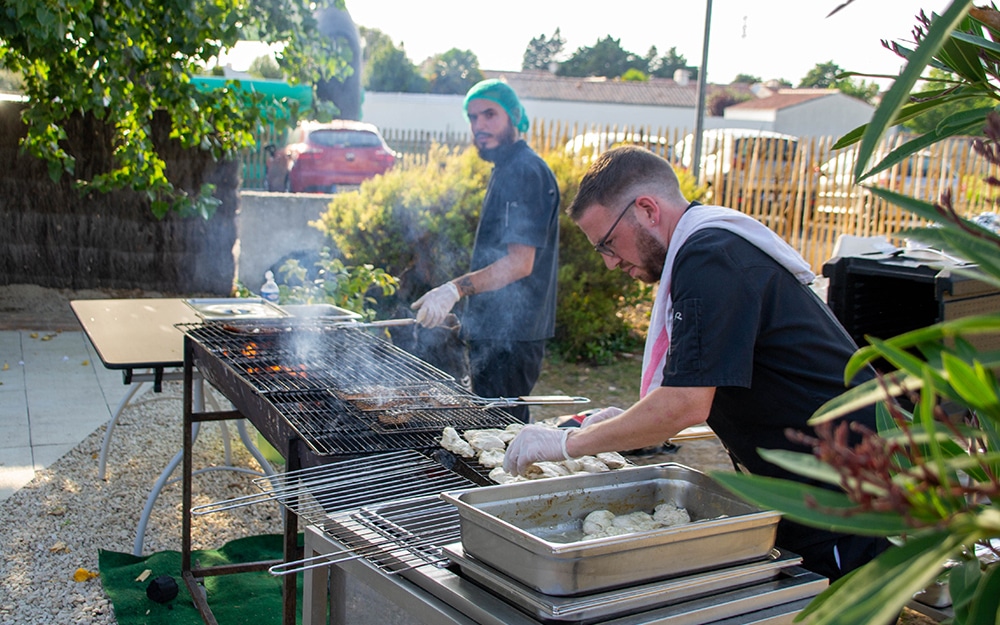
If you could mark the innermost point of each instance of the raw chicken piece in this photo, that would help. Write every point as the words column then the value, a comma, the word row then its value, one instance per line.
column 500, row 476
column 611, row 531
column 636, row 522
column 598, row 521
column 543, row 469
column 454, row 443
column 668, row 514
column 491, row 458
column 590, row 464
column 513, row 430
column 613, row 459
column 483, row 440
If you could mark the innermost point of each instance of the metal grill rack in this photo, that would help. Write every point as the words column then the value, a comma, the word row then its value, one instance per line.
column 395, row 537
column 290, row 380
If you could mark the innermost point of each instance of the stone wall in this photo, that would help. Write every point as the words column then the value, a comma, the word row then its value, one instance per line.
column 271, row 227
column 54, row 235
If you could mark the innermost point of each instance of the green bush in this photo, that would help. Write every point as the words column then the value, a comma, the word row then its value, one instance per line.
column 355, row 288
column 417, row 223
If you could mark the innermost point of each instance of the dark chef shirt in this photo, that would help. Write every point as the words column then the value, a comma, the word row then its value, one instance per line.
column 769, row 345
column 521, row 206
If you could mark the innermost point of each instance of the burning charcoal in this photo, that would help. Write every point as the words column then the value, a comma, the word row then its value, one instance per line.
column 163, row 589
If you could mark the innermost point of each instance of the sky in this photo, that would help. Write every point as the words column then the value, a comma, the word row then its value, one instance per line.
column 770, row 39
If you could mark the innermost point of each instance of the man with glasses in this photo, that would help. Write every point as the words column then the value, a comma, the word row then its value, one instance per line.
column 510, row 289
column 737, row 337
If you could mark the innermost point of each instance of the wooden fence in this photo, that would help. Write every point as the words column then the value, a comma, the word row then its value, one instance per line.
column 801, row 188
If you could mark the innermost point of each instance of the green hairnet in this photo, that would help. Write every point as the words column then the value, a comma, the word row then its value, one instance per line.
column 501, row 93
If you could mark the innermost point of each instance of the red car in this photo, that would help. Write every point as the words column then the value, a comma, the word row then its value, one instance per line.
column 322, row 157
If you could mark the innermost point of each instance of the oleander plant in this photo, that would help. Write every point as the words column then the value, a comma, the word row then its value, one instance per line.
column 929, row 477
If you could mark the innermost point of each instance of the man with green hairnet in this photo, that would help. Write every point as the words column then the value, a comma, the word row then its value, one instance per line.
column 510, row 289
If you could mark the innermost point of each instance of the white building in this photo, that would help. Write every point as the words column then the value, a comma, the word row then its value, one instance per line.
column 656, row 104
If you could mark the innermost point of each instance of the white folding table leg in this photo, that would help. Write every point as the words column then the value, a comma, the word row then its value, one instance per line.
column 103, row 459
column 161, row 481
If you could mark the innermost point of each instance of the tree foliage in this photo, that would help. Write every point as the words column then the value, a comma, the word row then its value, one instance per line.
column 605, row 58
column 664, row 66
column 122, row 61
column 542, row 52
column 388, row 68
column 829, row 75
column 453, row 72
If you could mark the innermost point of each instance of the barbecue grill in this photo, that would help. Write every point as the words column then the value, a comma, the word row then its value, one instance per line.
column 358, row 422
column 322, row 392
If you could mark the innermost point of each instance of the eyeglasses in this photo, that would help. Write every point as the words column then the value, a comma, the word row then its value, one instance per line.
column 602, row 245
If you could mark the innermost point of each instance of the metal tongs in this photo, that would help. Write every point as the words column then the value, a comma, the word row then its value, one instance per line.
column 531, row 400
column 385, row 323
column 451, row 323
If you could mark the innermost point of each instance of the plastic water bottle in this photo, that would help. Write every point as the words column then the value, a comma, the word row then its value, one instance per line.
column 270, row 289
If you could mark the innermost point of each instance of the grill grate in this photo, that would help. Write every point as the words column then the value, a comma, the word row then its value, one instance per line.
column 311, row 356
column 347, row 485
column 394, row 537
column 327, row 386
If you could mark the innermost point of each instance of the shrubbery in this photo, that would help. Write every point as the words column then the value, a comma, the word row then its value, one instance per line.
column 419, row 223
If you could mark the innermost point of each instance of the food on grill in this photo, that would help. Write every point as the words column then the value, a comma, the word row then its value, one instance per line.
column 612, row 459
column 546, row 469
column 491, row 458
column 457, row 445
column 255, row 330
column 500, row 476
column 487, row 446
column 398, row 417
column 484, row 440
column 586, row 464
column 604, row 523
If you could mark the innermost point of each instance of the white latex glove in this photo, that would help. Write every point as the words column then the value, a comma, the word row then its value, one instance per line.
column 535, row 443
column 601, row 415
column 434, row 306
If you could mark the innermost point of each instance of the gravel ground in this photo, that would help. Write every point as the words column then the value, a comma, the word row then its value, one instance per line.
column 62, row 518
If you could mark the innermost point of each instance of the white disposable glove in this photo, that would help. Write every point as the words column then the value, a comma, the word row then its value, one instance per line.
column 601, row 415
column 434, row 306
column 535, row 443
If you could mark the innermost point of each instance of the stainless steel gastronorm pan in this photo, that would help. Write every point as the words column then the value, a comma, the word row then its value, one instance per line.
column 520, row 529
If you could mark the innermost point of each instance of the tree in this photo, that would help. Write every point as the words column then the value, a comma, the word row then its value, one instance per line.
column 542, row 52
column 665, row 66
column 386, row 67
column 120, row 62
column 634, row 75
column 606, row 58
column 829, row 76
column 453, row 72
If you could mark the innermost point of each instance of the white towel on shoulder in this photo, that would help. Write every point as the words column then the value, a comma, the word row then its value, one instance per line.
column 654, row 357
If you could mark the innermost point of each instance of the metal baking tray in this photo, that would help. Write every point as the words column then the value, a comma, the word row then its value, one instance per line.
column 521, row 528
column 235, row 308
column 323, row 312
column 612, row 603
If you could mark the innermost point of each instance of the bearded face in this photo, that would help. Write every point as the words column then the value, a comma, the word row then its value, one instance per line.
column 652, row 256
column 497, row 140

★ ★ ★ ★

Print the preceding material over again exactly. Please leave the pictures out.

If you could mark the innermost point of each instance of the raw chicken piece in this photo, that would help. Write every point as the words column then the value, a comma, the word row then its value, one instance per line.
column 500, row 476
column 611, row 531
column 636, row 522
column 598, row 521
column 543, row 469
column 454, row 443
column 668, row 514
column 491, row 458
column 590, row 464
column 513, row 430
column 613, row 459
column 483, row 440
If you could mark the innermost point of each instance of the metal grill rack in this photo, that would help. Write every point as the words column then the value, a comma, the word row then its value, one instance per line.
column 395, row 537
column 290, row 380
If you could mark the innermost point of each instance of the stone wall in this photo, that would help. Write every point as the words column then the value, a comma, the word row then its value, one instance per line.
column 271, row 227
column 54, row 235
If you could mark the innermost point of each instance of the green bush in this photo, that would help. Write every point as the words column then the value, a comma, the word row then its value, one instance per line.
column 355, row 288
column 417, row 223
If you could mark the innermost point of each instance of the dark chef shirt in this photo, that would help. Write every point as the words column then the value, a comma, the word row then its value, one instance per line.
column 769, row 345
column 521, row 206
If you could mark the innermost point of each instance of the burning charcoal in this photo, that would help. Write every point as the words column then the value, a comma, the word row then its value, one instance per line.
column 163, row 589
If you could mark the innermost point of each instance of the sky in this photo, that would help. Write every point as the words column then the value, a comma, the word row then its value, one instance per line.
column 770, row 39
If you could mark the innermost point of each instance of the man with glasses in this photo, that would help. Write every point as the words column then the value, a comma, the word row then its value, one instance per line.
column 510, row 289
column 737, row 337
If you could mark the innermost point of each instance of the wooden fence in this photo, that would help. Write every point as the words column then the value, a comma, the word row then its value, one instance per line.
column 801, row 188
If you could mark the innermost point of each instance of the green hairnet in this photo, that would help. Write every point as the words column then the value, a comma, the word row then its value, one instance per line.
column 501, row 93
If you could mark the innermost point of each instance of the red car in this photo, that would help. Write every point as the words column then the value, a comma, the word row then its value, one instance per line.
column 322, row 157
If you could mark the innermost point of each instance of the oleander plant in this photo, that would help. Write every point as the words column then the value, a comma, the word row then its value, one instance per line.
column 929, row 477
If you could mark the innermost point of each instance of the man with green hairnet in this photo, that would help. Write every point as the words column then the value, a comma, the word row then its value, one instance per line.
column 510, row 289
If you could mark the innermost point of each instance of the white building in this photo, that would help. Write every point as the words column then the value, a comma, the word row then its value, one instance per line.
column 656, row 104
If you could mark the innermost point of each instance of the white folding table leg in this photo, that would help. Write every point as the words column then the value, a comma, the word row then its value, one instance per line.
column 103, row 459
column 161, row 481
If you could mark the innermost point of each instance of the tree foliage in this photo, that would help. Write every point as the words column then the value, a comma, the word row then its value, one instance per line.
column 605, row 58
column 664, row 66
column 122, row 61
column 542, row 52
column 388, row 68
column 829, row 75
column 453, row 72
If you could mark the innermost point of each instance of the barbecue grill in this photo, that would help. Write every point as the words column then the value, a comma, the word row then its value, one instance per line.
column 358, row 422
column 322, row 392
If you could mark the innermost point of each instance of the eyeglasses in this photo, that would help. Write every point as the words column then the value, a comma, the word row then its value, one instance per line.
column 602, row 245
If you could mark the innermost point of each instance of the metal tongs in this photo, that would help. Write every point as the words column then the value, a comma, the word row then its value, one instance per line.
column 531, row 400
column 385, row 323
column 451, row 323
If you could mark the innermost point of each instance of the plastic water bottle in this photo, that would help. Write every point as the words column then the value, a comma, the word row then its value, one instance per line.
column 270, row 289
If you could mark the innermost point of each instance of the grill grate in this photo, that would help. Write every point as the words column then the value, a comma, the word row then its value, one instance per line.
column 311, row 356
column 347, row 485
column 394, row 537
column 327, row 386
If you could mark the innermost point of each instance of the shrubbery in this photo, that would help. Write every point as the words column then the value, a comma, the word row then its value, one instance per line.
column 419, row 223
If you could mark the innermost point of each instance of the food on grill in this photo, that would help. Write every point as the words column then the value, a comma, the word row then its value, one instance per line.
column 612, row 459
column 546, row 469
column 491, row 458
column 457, row 445
column 255, row 330
column 500, row 476
column 487, row 446
column 398, row 417
column 484, row 440
column 586, row 464
column 604, row 523
If you could mark the innermost point of each instance of the white latex glove in this photo, that would help. Write every point as the words column then the value, a comma, the word row then its value, one instance per line.
column 535, row 443
column 601, row 415
column 434, row 306
If you could mark the innermost point of each instance of the gravel ground in this photo, that would help. Write every point as the words column then the value, a comma, the word row then its value, one instance per line.
column 62, row 518
If you could mark the innermost point of each instance of the white disposable glove in this photo, that would help. Write every point as the words column then the value, a comma, the word row then its value, one instance per line.
column 601, row 415
column 434, row 306
column 535, row 443
If you could mark the innermost point of each instance of the stainless steel gastronorm pan in this photo, that would help. Write every point as the words column then the value, a comma, the word row then its value, one instance per line.
column 520, row 529
If you could mark the innermost point of each instance of the tree in this photo, that would help. Write every point as the words column then the value, a comma, the word row then its value, one instance per line.
column 542, row 52
column 665, row 66
column 386, row 67
column 120, row 62
column 634, row 75
column 606, row 58
column 829, row 76
column 453, row 72
If you could mark the innermost point of each instance of the white towel on shoulder in this photo, that would help. Write every point as the words column then the value, a comma, the word row then its value, one instance per line.
column 654, row 357
If you could mark the innermost point of each instance of the metal baking tray in this photo, that would help. Write every point as the words column then the value, a comma, the word row then its value, one instance per line.
column 521, row 528
column 235, row 308
column 323, row 312
column 612, row 603
If you could mark the innermost point of each instance of the bearded face in this photo, that would help. Write every point as the words column then the value, a comma, the word row then its value, one instance per line.
column 652, row 256
column 497, row 140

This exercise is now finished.